● About this exercise
Pull every line containing "tail" from the listing.
══════════
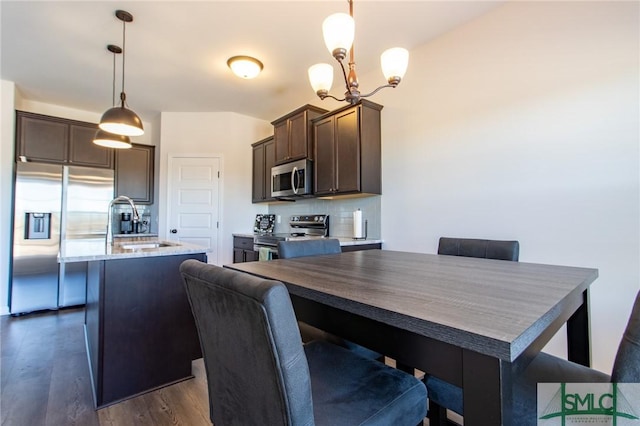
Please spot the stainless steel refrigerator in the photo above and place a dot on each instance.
(53, 203)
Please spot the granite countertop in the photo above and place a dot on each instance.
(344, 241)
(83, 250)
(348, 241)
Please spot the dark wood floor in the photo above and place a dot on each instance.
(44, 378)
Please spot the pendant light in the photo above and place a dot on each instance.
(102, 137)
(119, 119)
(339, 31)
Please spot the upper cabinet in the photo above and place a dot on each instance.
(42, 138)
(293, 136)
(348, 150)
(134, 173)
(263, 159)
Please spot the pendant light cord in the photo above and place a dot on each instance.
(113, 86)
(122, 95)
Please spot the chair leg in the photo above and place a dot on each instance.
(404, 367)
(437, 415)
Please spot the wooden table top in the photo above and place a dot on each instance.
(490, 306)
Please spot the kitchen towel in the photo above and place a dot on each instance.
(358, 229)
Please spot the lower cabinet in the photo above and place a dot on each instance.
(243, 250)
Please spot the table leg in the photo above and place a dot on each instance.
(579, 332)
(487, 390)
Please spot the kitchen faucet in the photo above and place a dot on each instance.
(136, 216)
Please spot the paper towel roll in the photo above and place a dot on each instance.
(358, 230)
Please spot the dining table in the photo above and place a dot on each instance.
(476, 323)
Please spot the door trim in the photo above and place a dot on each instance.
(211, 257)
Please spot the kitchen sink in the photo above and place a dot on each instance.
(146, 245)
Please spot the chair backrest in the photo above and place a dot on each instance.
(303, 248)
(488, 249)
(256, 368)
(626, 367)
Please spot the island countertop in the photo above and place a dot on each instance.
(83, 250)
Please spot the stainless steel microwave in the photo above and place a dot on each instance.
(292, 179)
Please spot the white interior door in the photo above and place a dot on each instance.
(193, 215)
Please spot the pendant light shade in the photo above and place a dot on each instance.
(102, 137)
(110, 140)
(120, 120)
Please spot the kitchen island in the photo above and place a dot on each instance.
(139, 330)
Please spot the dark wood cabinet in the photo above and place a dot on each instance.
(348, 150)
(82, 150)
(134, 173)
(46, 139)
(293, 134)
(243, 250)
(264, 158)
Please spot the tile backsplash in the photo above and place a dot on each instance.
(340, 213)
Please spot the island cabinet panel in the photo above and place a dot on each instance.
(46, 139)
(293, 134)
(348, 151)
(140, 332)
(263, 159)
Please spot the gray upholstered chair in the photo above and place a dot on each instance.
(317, 247)
(259, 372)
(313, 247)
(547, 368)
(444, 395)
(471, 247)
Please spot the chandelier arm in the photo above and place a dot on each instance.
(377, 90)
(344, 75)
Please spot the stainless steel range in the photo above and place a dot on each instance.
(303, 227)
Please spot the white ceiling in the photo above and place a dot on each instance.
(176, 51)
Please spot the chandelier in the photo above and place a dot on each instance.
(338, 31)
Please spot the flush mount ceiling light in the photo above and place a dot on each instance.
(245, 66)
(104, 138)
(339, 30)
(119, 119)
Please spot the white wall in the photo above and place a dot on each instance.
(229, 136)
(523, 124)
(7, 118)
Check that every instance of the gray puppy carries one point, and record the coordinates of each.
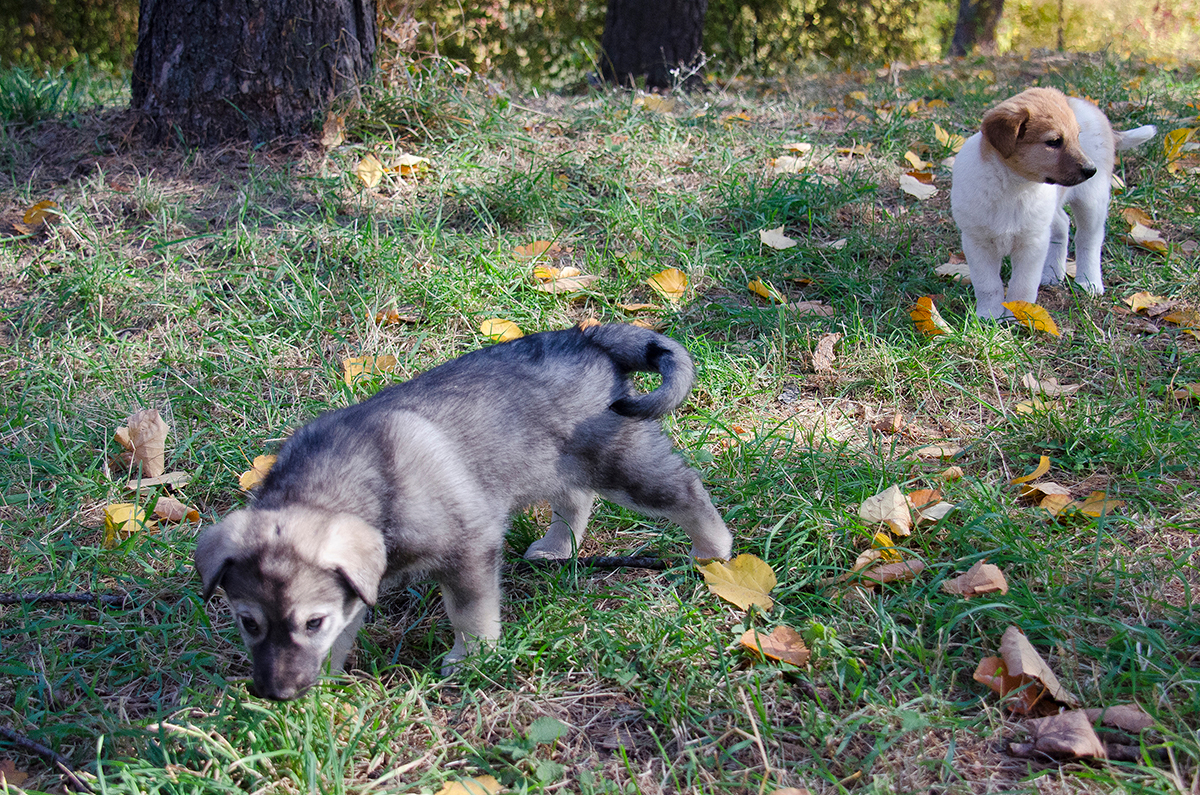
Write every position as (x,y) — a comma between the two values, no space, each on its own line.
(420,480)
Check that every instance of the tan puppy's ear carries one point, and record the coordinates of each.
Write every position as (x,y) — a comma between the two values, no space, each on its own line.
(1002,127)
(217,548)
(355,550)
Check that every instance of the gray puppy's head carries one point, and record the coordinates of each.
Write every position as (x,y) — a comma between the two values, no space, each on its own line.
(295,579)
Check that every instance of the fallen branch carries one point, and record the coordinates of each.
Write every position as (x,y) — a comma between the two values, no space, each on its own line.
(597,562)
(111,599)
(48,754)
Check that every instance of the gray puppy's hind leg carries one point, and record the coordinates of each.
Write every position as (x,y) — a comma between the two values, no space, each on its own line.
(569,521)
(472,597)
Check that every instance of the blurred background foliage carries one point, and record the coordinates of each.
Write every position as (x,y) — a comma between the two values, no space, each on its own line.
(552,43)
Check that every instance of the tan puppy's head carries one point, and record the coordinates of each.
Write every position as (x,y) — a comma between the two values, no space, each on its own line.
(1037,136)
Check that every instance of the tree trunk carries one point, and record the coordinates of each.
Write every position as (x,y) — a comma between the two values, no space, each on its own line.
(976,27)
(651,39)
(208,71)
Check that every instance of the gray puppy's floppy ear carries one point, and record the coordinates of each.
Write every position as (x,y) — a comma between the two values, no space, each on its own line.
(217,548)
(1002,127)
(355,550)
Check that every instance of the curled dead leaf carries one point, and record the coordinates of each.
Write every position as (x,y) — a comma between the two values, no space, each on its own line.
(144,438)
(783,644)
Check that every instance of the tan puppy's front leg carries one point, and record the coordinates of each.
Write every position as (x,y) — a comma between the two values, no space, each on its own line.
(1029,259)
(983,261)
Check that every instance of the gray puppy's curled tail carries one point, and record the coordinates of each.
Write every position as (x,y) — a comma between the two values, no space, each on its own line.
(637,350)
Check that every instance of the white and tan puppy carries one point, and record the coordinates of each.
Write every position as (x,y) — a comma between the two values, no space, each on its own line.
(1036,153)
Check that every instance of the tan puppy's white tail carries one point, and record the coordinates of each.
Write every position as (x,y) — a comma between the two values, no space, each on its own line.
(1131,138)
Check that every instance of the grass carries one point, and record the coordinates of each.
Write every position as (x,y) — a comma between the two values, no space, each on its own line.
(225,287)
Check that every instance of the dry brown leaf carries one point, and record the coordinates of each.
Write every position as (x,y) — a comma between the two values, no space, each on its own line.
(1146,238)
(886,573)
(1048,387)
(775,238)
(823,354)
(888,507)
(1067,735)
(358,368)
(979,579)
(144,438)
(927,318)
(1033,316)
(41,213)
(937,452)
(783,644)
(171,509)
(745,580)
(957,269)
(1021,670)
(333,132)
(257,471)
(499,330)
(1038,471)
(952,473)
(1144,302)
(538,249)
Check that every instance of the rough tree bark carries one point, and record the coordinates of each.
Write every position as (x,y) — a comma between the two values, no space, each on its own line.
(976,27)
(651,39)
(209,71)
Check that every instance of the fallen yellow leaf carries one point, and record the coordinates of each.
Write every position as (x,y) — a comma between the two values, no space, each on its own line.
(121,521)
(670,284)
(888,507)
(1097,504)
(1033,316)
(257,471)
(1038,471)
(501,330)
(358,368)
(745,580)
(370,171)
(41,211)
(767,291)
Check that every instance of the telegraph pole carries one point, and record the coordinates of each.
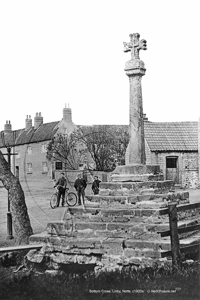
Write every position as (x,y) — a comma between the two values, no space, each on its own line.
(9,215)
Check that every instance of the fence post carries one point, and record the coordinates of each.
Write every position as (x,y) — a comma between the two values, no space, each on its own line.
(173,225)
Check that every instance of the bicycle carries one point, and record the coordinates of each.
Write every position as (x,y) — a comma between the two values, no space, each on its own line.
(70,199)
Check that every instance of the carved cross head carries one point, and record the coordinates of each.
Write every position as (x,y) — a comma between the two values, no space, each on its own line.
(135,45)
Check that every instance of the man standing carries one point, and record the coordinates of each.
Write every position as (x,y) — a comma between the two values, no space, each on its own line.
(61,185)
(80,186)
(95,185)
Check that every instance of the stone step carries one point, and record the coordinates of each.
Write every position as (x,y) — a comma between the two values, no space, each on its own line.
(124,199)
(120,211)
(166,185)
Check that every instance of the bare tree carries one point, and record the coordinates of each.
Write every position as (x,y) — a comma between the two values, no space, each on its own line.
(105,143)
(65,148)
(21,221)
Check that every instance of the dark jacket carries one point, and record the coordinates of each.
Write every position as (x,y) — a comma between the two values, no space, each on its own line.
(95,185)
(80,183)
(61,182)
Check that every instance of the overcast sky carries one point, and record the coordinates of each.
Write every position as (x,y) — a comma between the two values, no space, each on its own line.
(57,52)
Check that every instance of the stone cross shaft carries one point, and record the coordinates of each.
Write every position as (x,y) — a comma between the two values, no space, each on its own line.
(135,70)
(135,45)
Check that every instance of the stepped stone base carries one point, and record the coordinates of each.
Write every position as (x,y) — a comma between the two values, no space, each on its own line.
(136,177)
(109,237)
(137,169)
(121,226)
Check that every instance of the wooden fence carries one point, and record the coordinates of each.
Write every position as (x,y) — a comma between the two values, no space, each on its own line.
(177,251)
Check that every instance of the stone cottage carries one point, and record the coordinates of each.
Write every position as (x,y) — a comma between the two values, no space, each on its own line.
(172,145)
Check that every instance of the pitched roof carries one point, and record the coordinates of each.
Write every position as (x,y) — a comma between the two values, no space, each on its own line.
(160,136)
(43,133)
(171,136)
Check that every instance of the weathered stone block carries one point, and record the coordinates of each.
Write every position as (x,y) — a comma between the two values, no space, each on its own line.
(94,226)
(105,192)
(155,245)
(128,252)
(121,219)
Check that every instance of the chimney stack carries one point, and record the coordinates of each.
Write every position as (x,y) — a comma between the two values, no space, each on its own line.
(7,127)
(28,123)
(38,120)
(67,114)
(145,117)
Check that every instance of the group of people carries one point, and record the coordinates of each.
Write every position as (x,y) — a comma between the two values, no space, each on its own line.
(79,185)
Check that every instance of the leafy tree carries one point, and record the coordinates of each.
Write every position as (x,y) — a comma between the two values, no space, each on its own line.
(20,217)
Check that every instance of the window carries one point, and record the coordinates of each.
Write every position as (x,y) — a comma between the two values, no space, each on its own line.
(44,148)
(29,150)
(171,162)
(44,167)
(58,165)
(29,168)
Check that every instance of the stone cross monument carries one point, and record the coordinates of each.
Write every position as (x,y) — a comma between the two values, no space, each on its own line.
(136,169)
(135,70)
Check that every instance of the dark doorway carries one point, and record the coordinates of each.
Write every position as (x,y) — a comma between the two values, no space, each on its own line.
(17,172)
(172,168)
══════════
● Your solution
Check that every instance of the gray puppy's curled tail carries one point, and record the coordinates of each.
Check that every instance of the tan puppy's white tail carries one point, and record the coordinates of each.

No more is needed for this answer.